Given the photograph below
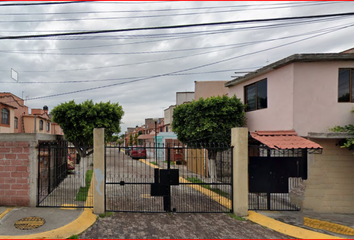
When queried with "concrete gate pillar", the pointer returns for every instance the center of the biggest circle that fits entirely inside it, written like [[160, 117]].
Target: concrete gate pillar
[[98, 171], [239, 139]]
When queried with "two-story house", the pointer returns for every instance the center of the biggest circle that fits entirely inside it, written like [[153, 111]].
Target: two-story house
[[308, 94], [15, 117]]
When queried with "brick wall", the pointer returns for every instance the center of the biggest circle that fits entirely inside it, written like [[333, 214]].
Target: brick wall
[[330, 184], [14, 173]]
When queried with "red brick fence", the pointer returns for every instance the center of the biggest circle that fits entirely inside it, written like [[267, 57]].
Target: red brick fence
[[19, 168]]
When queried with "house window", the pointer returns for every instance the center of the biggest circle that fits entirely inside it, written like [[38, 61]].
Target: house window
[[346, 85], [5, 116], [256, 95]]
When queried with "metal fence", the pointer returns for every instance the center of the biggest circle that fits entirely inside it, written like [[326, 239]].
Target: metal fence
[[169, 178], [275, 178], [64, 177]]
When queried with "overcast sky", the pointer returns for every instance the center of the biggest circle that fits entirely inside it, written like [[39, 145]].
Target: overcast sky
[[143, 70]]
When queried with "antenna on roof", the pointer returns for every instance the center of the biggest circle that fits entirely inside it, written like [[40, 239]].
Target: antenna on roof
[[14, 75]]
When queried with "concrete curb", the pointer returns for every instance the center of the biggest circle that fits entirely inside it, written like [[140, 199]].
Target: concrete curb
[[287, 229], [79, 225], [328, 226]]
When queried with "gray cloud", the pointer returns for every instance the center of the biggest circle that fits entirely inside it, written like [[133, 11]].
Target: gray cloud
[[38, 60]]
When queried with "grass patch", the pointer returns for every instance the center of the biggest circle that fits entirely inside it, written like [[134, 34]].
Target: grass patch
[[207, 186], [106, 214], [73, 237], [236, 217], [83, 191]]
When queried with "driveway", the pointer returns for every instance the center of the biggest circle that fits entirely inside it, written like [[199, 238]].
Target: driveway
[[180, 225]]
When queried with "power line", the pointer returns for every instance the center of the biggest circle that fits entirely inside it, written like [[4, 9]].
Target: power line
[[37, 4], [180, 71], [272, 6], [176, 26], [126, 17], [230, 46]]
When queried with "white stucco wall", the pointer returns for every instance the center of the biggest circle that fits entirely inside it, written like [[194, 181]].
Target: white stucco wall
[[6, 129], [207, 89]]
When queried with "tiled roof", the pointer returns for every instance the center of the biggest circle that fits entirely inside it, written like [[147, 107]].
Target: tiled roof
[[287, 139]]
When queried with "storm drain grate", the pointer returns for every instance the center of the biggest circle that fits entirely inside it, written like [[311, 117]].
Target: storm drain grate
[[29, 223]]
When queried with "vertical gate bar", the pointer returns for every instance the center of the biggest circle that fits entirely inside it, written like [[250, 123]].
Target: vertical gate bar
[[49, 175], [105, 174], [39, 173], [232, 179]]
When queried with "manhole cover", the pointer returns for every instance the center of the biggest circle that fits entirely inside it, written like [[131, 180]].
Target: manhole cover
[[29, 223]]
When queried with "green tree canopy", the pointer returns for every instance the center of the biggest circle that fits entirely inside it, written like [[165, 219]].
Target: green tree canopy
[[208, 120], [79, 120]]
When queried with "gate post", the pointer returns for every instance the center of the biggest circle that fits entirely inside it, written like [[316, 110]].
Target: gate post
[[239, 139], [98, 171]]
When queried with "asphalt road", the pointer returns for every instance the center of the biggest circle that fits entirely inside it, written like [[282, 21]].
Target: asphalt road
[[177, 226]]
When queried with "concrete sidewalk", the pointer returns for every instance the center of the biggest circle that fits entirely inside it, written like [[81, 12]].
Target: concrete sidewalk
[[55, 223], [307, 224]]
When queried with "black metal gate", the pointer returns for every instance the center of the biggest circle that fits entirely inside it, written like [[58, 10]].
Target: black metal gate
[[171, 178], [63, 179], [272, 175]]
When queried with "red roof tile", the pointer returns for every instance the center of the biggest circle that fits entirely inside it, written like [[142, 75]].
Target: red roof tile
[[283, 140]]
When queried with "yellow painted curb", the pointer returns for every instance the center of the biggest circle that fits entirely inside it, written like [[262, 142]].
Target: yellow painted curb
[[287, 229], [325, 225], [84, 221], [5, 212]]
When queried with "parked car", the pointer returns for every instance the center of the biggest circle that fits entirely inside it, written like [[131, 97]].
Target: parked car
[[71, 165], [138, 152]]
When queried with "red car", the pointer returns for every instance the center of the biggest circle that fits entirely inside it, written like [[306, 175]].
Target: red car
[[138, 152], [71, 165]]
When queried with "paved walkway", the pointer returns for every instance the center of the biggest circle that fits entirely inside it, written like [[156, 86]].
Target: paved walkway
[[56, 223]]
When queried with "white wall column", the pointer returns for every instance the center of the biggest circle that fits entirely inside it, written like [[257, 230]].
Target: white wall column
[[239, 139], [98, 170]]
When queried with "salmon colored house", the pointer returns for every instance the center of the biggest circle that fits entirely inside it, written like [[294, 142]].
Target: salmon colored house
[[307, 94]]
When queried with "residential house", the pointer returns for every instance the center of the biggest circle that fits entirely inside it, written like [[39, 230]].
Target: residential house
[[12, 111], [308, 93], [168, 117], [207, 89], [15, 117]]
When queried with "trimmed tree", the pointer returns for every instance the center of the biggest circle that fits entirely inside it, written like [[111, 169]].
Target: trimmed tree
[[208, 121], [79, 120]]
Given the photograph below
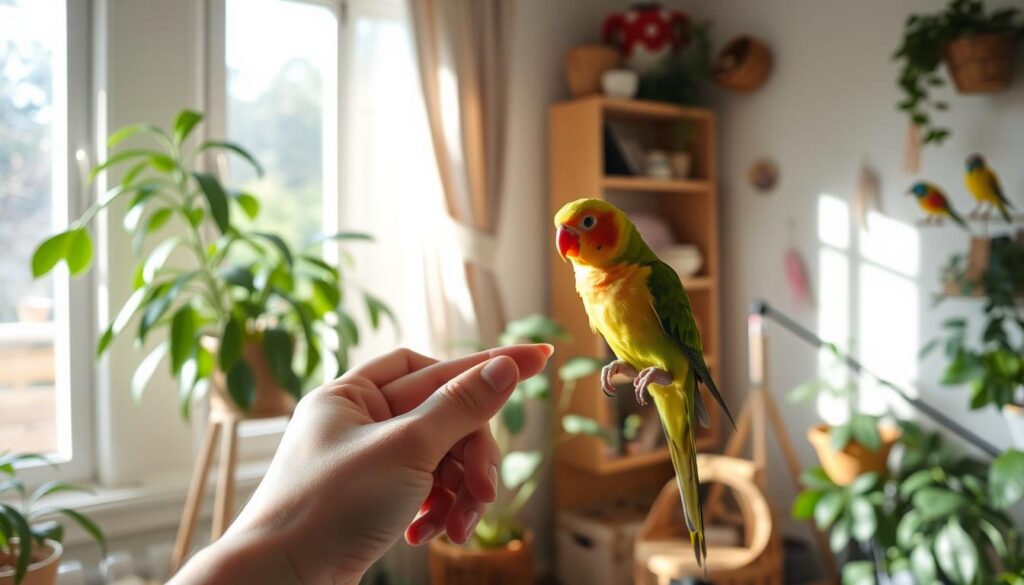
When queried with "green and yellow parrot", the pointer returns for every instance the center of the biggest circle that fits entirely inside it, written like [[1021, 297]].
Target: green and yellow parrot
[[984, 185], [935, 203], [638, 304]]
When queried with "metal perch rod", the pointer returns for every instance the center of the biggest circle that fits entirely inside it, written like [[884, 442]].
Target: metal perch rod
[[760, 306]]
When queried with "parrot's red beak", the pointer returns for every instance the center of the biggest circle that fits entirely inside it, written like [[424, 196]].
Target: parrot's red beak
[[567, 241]]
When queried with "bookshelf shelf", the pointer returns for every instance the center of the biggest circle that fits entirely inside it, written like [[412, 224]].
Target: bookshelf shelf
[[586, 472]]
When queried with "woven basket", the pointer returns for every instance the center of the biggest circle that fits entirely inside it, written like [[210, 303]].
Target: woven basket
[[982, 64], [453, 565]]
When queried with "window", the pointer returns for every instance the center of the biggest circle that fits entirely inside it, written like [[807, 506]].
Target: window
[[281, 59], [43, 116]]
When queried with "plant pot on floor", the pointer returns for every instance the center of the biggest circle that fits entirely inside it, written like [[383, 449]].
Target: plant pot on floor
[[43, 570], [1015, 420], [846, 465], [454, 565], [982, 64]]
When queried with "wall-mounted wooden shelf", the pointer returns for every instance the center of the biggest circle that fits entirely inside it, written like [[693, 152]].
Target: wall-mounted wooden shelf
[[586, 472]]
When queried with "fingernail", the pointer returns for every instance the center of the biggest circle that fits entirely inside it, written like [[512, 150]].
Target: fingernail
[[493, 475], [469, 520], [424, 532], [500, 373]]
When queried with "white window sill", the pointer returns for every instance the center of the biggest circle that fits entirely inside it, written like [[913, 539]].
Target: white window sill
[[155, 503]]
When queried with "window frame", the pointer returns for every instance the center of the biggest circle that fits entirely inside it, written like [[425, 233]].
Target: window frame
[[259, 439], [74, 366]]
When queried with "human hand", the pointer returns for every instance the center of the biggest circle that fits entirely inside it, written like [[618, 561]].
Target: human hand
[[403, 436]]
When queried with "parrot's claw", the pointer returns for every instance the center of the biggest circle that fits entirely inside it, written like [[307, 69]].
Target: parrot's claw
[[647, 377], [612, 369]]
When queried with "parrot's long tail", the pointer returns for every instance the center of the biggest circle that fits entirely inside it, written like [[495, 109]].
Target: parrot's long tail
[[956, 217], [676, 410]]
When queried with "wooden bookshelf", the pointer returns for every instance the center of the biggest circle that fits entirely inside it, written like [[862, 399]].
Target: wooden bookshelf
[[586, 469]]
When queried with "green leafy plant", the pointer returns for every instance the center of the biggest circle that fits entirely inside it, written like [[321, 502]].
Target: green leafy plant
[[232, 283], [921, 50], [26, 520], [992, 366], [937, 514], [859, 426], [521, 471]]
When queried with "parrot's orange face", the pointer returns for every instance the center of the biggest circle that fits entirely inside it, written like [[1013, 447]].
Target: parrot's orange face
[[589, 232]]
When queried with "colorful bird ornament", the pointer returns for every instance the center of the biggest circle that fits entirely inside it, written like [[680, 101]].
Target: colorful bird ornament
[[935, 203], [638, 304], [984, 185]]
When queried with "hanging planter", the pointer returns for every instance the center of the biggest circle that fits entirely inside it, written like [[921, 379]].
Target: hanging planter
[[977, 47]]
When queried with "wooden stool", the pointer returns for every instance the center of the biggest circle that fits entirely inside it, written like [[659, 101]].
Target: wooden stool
[[664, 551]]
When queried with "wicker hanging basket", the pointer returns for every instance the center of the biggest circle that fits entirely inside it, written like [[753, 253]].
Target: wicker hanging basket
[[982, 64]]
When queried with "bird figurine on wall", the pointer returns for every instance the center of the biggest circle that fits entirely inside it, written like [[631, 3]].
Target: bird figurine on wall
[[935, 203], [638, 304], [984, 185]]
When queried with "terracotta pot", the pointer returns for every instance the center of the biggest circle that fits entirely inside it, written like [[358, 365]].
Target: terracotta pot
[[742, 65], [982, 64], [270, 400], [844, 466], [1015, 420], [453, 565], [43, 570], [585, 66]]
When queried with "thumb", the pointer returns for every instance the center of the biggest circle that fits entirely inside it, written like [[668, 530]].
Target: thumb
[[467, 403]]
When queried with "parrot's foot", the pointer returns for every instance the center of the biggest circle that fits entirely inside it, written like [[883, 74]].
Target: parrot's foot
[[616, 367], [647, 377]]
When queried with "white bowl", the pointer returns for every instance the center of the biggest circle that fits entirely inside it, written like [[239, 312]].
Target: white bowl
[[620, 83]]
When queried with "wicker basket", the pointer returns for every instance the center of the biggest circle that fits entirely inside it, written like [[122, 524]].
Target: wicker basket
[[585, 66], [982, 64], [452, 565]]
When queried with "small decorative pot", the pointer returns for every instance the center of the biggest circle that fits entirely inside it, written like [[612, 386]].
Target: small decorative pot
[[585, 66], [742, 65], [855, 459], [1015, 420], [270, 399], [620, 83], [656, 165], [511, 565], [981, 65], [43, 570], [681, 164]]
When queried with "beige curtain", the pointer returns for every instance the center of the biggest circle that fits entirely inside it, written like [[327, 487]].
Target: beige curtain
[[463, 52]]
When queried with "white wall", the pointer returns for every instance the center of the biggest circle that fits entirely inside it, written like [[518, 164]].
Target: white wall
[[828, 105]]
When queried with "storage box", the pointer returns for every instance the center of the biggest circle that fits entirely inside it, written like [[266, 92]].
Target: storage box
[[595, 545]]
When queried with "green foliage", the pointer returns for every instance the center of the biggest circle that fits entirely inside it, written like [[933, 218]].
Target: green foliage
[[859, 427], [991, 367], [920, 55], [245, 287], [937, 513], [30, 523], [521, 471]]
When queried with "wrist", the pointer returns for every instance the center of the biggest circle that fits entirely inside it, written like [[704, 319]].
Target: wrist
[[241, 558]]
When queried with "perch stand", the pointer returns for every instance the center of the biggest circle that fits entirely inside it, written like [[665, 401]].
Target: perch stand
[[664, 551]]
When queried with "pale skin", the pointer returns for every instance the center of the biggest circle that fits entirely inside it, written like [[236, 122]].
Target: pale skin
[[398, 447]]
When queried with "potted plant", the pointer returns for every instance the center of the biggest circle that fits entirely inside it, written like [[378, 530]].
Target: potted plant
[[237, 306], [30, 533], [860, 445], [500, 550], [938, 516], [993, 365], [977, 47]]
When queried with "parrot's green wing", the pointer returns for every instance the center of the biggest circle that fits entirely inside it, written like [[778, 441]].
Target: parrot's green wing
[[673, 309]]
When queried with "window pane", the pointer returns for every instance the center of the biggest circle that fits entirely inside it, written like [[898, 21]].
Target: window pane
[[29, 126], [281, 58]]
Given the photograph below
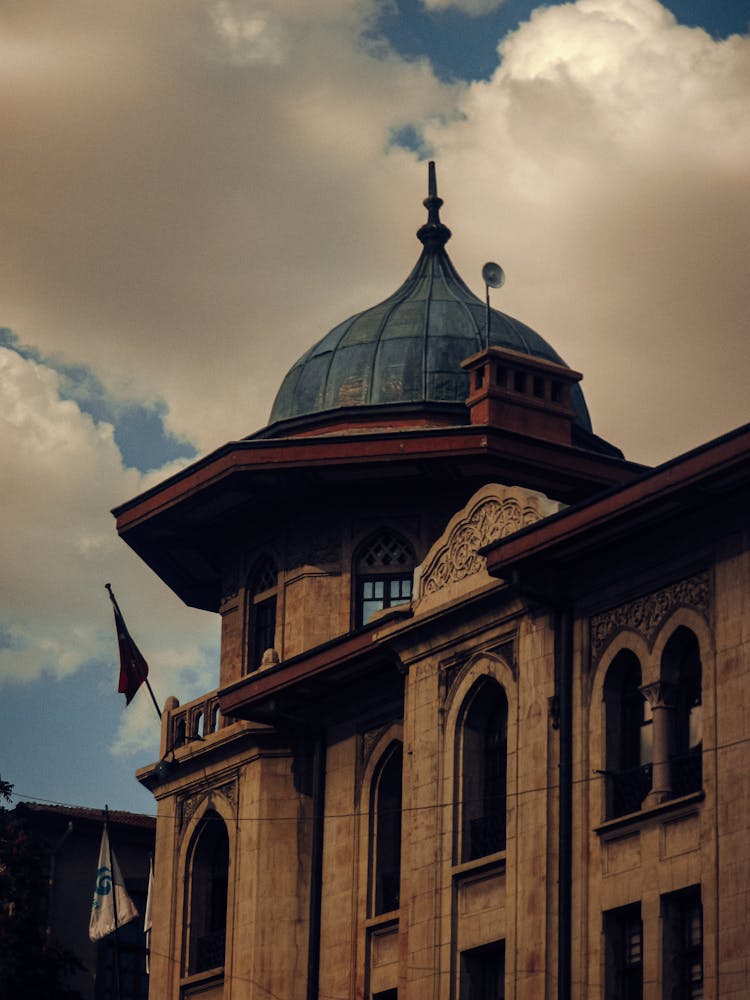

--

# [WHAT IS REQUIRED]
Write out exactly the lines that fall from the line with "Target: brick wall" to the line with "like [[140, 199]]." in the records above, keeping both ends.

# [RESPONSE TO THIS EXERCISE]
Target: brick wall
[[330, 184], [14, 173]]
When queried with "red brick fence", the pointer returns for every instance the center of the biggest circle that fits entirely inside it, written like [[267, 57]].
Target: red brick fence
[[19, 168]]
When queried with "house window", the pointer returns for every instance the center of the biggest circle that fits entirely inside it, written like [[38, 61]].
Target: house window
[[346, 85], [5, 116], [256, 95]]
When queried with "metal fence", the pointer returns for every instance the center of the biggest circle that fits entirely inside it, written like [[326, 239]].
Target: metal fence
[[169, 178], [275, 178], [64, 177]]
When queried with "overcast sky", the pointer returns for every instance the center of the biggest circle that fits entirely inside it, written like [[39, 145]].
Target: overcast sky
[[143, 70]]
When queried with "antenna on roof", the pointer returns for every instance the center of the biggest circle that fits entirely inside it, written like [[40, 239]].
Target: antenna on roof
[[14, 75]]
When queried with "concrete curb", the pointer returns for every instance the center of the biggest circle that fits entirely inside it, written like [[140, 199]].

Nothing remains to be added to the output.